-- Start of SUPPLIED RECORDS --

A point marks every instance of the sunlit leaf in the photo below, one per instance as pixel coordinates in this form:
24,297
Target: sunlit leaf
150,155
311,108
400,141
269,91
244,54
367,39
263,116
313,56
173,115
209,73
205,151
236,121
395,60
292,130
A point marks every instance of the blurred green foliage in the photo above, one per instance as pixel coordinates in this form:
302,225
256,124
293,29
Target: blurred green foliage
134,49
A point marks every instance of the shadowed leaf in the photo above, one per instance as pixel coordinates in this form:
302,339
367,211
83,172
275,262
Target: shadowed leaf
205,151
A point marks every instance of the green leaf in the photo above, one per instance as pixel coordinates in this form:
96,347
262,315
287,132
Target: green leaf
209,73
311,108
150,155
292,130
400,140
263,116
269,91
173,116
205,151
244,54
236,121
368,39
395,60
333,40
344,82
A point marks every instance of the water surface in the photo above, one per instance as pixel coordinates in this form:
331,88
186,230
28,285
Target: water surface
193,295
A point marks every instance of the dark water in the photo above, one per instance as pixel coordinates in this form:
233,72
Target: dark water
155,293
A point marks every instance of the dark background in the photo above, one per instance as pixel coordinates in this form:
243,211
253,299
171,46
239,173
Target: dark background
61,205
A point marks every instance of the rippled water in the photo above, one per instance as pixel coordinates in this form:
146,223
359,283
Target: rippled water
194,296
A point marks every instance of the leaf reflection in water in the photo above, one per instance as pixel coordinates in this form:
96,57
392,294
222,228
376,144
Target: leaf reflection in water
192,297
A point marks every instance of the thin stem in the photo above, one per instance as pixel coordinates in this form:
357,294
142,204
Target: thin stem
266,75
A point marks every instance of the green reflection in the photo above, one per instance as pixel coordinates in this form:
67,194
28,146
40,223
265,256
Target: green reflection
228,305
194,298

-- End of SUPPLIED RECORDS --

WRITTEN INSTRUCTION: Reproduce all of the records above line for line, leaving every character unchanged.

REPLY:
A point marks every instance of the sunlit leaf in the photo below, one per instance as pixel coordinates in this form:
24,297
Target: sunlit leaf
150,155
311,108
400,141
269,91
244,54
367,39
263,116
313,56
173,115
209,73
205,151
236,121
395,60
292,130
A point marks every instance of the blurred green foliage in the photo above, one per instance as pixel coordinates in this form:
302,225
256,124
293,29
Target: blurred green foliage
134,49
A point marks every instance of the shadowed leaf in the photo above, one per instance as pixel coordinates in this form:
302,339
367,211
83,172
275,262
Target: shadowed leaf
205,151
A point marks every instance of the green leaf in the photo above, one per instance as pixel coordinates in this form:
96,347
262,315
287,132
Target: green leaf
209,73
311,108
150,155
292,130
400,140
263,116
269,91
173,116
205,151
244,54
236,121
368,39
395,60
333,40
344,82
A point marks every instance of the water surface in the photo above, one per instance as pixel coordinates in this form:
331,88
186,230
28,285
Target: water surface
193,295
A point marks every instance of the dark water in the photo above, one per instance as pixel coordinates in this form:
233,72
Target: dark water
155,293
A point marks every instance of the dark background in the photo above, one per instance as pixel coordinates in this form:
243,211
253,299
171,46
239,173
Target: dark background
61,205
A point marks every instance of the rippled water in the photo above, one per instance as pixel coordinates in this form:
146,223
359,283
Target: rippled water
194,296
A point marks every instance of the leaf reflection in water in the photo above, one per instance as pixel coordinates in this form:
96,57
392,294
222,228
376,144
Target: leaf reflection in water
192,297
A point marks every instance of the thin stem in the photo above, one per instance as pixel coordinates in this form:
357,294
142,204
Target: thin stem
266,75
A point marks every instance of the green reflection in the photo above, one per instance as pixel coordinates in this form:
67,194
28,146
40,223
265,256
Target: green reflection
228,305
194,298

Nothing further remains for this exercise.